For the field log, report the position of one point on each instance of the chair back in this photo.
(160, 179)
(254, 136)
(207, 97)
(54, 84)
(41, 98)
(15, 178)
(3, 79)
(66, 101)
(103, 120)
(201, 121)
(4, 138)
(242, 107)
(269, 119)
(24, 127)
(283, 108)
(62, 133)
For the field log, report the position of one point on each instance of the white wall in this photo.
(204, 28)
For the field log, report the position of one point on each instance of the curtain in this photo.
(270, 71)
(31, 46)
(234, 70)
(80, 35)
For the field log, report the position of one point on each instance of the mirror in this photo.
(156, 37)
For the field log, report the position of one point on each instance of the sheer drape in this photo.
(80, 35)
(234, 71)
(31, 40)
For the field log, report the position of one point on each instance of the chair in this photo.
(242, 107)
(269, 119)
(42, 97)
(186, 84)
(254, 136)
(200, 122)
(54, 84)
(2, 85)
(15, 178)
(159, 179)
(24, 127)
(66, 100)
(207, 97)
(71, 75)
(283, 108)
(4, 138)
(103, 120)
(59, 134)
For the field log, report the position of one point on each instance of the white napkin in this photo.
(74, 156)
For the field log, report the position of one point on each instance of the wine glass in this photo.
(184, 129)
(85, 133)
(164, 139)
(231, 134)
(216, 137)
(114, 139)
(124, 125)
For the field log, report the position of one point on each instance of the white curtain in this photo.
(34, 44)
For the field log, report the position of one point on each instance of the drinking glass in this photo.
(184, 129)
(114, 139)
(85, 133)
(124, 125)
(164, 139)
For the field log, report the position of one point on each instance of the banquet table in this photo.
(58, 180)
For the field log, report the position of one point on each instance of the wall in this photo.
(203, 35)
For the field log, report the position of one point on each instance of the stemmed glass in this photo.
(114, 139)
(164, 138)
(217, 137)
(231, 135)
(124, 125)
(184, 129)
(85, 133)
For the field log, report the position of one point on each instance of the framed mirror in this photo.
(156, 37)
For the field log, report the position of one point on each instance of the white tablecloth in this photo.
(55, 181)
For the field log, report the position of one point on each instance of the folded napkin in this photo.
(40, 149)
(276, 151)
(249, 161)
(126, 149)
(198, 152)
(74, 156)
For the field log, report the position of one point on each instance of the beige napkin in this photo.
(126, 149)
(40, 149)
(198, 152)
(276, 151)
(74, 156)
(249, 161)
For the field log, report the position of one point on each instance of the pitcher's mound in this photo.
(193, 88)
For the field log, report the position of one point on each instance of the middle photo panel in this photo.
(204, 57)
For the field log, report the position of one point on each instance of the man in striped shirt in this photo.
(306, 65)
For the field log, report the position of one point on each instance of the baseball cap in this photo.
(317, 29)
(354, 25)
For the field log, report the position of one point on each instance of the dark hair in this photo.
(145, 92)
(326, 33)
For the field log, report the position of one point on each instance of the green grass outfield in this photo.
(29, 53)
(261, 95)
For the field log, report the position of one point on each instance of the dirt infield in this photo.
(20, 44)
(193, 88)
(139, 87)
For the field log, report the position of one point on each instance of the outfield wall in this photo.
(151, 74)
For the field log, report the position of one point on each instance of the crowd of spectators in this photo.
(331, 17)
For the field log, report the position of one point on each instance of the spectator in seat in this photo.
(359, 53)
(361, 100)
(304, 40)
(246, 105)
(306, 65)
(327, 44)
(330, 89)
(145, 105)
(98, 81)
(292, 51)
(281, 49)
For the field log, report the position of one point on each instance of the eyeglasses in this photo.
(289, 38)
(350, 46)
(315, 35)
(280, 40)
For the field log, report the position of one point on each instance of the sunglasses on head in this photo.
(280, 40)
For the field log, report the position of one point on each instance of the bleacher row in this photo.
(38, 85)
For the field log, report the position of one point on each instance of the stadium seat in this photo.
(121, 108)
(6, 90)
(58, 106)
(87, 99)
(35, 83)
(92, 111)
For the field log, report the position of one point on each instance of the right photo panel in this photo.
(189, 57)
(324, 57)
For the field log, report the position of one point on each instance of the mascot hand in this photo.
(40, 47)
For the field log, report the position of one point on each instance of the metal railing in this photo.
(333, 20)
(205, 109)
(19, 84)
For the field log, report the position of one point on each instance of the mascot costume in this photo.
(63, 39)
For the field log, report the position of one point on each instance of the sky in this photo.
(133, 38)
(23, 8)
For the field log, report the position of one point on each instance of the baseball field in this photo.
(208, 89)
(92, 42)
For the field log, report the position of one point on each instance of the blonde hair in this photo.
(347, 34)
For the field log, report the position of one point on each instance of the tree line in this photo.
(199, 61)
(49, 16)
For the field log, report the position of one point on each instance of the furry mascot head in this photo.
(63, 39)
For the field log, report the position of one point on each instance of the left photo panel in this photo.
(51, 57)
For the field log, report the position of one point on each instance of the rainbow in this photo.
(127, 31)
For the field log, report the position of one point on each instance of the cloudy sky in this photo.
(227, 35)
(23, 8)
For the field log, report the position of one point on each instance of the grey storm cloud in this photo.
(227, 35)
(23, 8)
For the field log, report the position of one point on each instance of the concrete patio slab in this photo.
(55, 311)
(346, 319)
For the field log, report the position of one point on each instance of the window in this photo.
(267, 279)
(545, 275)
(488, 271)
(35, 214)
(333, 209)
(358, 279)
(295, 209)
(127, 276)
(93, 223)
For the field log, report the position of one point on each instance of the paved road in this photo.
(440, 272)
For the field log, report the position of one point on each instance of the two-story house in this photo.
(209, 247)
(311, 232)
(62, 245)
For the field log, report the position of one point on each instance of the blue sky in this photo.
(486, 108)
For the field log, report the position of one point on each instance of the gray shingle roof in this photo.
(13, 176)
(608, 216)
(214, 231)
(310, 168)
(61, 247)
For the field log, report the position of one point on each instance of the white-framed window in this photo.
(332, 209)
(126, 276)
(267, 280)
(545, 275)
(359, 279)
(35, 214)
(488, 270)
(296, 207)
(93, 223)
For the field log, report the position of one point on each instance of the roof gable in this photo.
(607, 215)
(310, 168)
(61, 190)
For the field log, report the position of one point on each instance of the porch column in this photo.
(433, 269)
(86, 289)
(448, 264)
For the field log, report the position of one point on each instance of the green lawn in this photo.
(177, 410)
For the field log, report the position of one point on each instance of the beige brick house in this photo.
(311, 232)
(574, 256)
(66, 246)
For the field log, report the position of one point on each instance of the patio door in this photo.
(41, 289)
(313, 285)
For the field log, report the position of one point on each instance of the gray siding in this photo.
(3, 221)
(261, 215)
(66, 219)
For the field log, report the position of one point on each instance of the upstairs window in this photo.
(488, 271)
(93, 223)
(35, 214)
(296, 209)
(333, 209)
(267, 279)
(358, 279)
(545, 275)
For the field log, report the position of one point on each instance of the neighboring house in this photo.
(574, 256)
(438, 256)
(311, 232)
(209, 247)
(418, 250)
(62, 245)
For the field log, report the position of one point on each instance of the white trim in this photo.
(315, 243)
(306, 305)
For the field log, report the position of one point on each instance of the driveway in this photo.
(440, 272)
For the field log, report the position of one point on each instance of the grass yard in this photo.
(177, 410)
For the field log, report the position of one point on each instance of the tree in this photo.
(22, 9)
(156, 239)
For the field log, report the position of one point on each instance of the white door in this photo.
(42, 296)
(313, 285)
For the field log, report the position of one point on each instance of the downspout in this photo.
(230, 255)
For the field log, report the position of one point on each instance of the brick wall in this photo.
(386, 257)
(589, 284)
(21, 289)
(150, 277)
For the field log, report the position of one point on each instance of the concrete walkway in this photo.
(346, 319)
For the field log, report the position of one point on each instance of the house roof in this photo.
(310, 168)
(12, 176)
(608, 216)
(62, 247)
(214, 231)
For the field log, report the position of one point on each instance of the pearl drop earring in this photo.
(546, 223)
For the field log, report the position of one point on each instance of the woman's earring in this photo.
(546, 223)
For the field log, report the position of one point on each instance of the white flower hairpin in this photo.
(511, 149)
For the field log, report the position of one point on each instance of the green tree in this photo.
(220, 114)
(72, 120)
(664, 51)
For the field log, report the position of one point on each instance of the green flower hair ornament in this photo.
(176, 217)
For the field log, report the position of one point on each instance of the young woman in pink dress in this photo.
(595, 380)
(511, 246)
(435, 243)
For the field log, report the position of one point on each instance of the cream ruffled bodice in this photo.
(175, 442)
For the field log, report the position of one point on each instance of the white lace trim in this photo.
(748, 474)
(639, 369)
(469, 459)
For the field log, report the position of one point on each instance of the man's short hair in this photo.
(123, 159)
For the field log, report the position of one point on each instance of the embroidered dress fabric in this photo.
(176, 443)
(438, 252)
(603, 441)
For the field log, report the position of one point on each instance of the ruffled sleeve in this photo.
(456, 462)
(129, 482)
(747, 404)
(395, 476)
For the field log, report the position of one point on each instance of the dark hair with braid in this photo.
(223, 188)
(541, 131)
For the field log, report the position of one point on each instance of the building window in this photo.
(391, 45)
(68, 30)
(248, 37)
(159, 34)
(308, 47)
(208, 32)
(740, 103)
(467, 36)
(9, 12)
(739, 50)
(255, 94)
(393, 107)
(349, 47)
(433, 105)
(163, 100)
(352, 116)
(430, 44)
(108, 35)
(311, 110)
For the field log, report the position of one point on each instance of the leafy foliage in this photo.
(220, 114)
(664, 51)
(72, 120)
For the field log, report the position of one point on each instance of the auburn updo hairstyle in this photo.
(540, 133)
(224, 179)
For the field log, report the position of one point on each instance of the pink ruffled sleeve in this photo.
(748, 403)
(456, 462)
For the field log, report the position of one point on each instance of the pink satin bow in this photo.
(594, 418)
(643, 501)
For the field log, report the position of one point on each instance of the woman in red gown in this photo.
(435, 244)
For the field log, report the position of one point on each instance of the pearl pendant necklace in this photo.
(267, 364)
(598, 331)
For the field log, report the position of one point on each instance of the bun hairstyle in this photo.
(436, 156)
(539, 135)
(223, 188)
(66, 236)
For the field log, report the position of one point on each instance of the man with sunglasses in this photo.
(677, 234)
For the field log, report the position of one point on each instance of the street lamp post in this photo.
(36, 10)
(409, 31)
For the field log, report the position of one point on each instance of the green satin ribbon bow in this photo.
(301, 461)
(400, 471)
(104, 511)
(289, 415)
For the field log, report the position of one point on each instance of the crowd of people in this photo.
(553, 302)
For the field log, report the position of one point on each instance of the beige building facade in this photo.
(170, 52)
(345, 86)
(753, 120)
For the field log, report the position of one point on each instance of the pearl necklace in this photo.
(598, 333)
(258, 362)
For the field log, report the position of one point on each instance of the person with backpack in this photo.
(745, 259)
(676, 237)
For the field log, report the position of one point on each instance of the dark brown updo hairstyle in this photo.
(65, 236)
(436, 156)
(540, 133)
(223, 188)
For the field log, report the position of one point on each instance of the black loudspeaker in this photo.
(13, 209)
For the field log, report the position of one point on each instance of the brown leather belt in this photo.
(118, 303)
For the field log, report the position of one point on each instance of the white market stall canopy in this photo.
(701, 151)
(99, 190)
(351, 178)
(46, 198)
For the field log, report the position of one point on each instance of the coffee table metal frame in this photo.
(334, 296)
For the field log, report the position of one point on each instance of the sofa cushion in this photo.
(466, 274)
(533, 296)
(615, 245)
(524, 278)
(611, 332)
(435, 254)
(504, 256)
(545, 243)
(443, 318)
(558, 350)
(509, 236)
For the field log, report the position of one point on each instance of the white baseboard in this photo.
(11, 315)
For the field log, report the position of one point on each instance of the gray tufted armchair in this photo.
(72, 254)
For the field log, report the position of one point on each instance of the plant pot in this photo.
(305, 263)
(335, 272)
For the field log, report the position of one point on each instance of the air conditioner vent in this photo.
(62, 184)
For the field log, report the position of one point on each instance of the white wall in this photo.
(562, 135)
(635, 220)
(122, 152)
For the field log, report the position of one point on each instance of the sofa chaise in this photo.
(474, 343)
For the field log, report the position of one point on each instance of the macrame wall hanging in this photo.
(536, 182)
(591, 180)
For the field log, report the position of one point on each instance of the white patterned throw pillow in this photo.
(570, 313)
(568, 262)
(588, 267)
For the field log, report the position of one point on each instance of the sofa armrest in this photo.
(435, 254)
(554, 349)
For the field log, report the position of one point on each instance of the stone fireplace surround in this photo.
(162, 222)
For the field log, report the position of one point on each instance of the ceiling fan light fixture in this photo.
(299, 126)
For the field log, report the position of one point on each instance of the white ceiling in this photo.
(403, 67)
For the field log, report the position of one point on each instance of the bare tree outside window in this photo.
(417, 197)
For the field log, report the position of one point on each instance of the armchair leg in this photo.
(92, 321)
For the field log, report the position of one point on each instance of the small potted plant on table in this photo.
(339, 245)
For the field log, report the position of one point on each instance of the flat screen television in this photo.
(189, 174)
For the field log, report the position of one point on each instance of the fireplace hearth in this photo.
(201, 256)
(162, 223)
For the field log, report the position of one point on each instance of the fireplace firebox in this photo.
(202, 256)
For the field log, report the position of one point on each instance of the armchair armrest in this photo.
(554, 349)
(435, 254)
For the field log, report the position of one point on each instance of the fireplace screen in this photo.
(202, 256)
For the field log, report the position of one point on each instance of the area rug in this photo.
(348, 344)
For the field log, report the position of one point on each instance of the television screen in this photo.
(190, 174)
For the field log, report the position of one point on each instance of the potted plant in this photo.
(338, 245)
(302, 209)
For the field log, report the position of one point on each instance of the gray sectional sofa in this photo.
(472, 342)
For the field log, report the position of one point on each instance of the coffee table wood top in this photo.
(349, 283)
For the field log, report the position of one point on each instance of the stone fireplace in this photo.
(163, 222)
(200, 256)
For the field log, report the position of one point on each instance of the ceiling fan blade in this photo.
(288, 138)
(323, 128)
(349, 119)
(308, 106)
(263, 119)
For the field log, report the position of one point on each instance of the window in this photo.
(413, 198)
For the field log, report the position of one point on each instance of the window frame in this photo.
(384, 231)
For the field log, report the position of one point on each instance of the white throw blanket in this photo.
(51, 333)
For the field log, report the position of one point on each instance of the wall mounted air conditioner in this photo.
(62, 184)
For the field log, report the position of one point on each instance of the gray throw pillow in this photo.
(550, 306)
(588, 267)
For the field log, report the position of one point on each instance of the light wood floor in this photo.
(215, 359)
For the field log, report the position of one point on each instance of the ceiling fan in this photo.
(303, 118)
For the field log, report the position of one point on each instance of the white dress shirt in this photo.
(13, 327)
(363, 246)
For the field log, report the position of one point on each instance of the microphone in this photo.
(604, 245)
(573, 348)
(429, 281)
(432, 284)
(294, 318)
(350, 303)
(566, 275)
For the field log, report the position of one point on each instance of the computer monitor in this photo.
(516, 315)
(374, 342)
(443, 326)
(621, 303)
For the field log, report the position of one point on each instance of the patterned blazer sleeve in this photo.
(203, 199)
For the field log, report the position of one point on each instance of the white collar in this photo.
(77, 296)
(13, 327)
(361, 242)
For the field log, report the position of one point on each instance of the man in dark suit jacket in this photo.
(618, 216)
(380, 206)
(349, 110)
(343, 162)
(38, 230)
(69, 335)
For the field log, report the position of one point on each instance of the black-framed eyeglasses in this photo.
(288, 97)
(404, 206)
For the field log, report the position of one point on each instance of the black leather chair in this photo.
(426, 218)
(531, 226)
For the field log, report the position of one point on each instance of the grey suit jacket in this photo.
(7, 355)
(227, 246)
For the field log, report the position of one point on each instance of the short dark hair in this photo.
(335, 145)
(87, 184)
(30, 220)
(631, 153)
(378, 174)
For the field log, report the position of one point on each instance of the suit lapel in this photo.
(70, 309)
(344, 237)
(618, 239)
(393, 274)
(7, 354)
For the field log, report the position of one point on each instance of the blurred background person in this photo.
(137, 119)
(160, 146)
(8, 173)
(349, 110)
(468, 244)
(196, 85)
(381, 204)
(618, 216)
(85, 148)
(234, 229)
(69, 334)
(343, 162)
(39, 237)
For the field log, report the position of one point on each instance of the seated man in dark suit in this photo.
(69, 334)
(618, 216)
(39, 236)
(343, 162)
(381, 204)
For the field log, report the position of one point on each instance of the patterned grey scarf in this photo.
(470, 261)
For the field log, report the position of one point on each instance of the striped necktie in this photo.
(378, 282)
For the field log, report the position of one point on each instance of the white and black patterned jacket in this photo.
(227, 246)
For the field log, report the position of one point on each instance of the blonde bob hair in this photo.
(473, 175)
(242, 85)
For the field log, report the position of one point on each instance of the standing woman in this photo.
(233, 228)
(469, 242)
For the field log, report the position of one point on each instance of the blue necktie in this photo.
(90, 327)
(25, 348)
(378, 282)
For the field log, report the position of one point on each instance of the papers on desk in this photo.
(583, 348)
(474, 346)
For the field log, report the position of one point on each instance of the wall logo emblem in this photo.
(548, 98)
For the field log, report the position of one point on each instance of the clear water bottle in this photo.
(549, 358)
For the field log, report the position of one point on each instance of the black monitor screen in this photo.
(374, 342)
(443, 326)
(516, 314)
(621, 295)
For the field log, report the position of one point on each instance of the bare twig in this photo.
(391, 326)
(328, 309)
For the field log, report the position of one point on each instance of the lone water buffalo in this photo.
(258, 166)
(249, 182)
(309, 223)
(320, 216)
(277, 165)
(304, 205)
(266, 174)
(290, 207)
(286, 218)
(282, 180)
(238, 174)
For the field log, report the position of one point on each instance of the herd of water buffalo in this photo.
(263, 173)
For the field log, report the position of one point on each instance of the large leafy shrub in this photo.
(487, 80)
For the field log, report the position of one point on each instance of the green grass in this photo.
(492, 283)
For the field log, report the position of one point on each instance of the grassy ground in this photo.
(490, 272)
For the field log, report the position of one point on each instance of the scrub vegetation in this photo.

SET EXERCISE — Repeat exactly the lines starting at the line with "twig in this photo." and ending with the final line of the entries. Include nothing else.

FULL RESPONSE —
For the field log, report the position of one point on each instance of the bare twig in this photo.
(391, 326)
(328, 309)
For the field log, report the position of one point on each instance of the lone water buffalo in this photo.
(258, 166)
(249, 182)
(309, 223)
(320, 216)
(277, 165)
(304, 205)
(266, 174)
(290, 207)
(286, 218)
(282, 180)
(238, 174)
For the field log, report the position of one point on each instance of the herd of water buffalo in this photo.
(263, 173)
For the field log, report the position of one point on each instance of the large leafy shrub in this photo.
(487, 80)
For the field log, report the position of one point on each instance of the green grass in this photo.
(492, 283)
For the field log, report the position of one point on each instance of the grassy ground in this photo.
(490, 272)
For the field log, report the position of one point on each instance of the scrub vegetation in this photo.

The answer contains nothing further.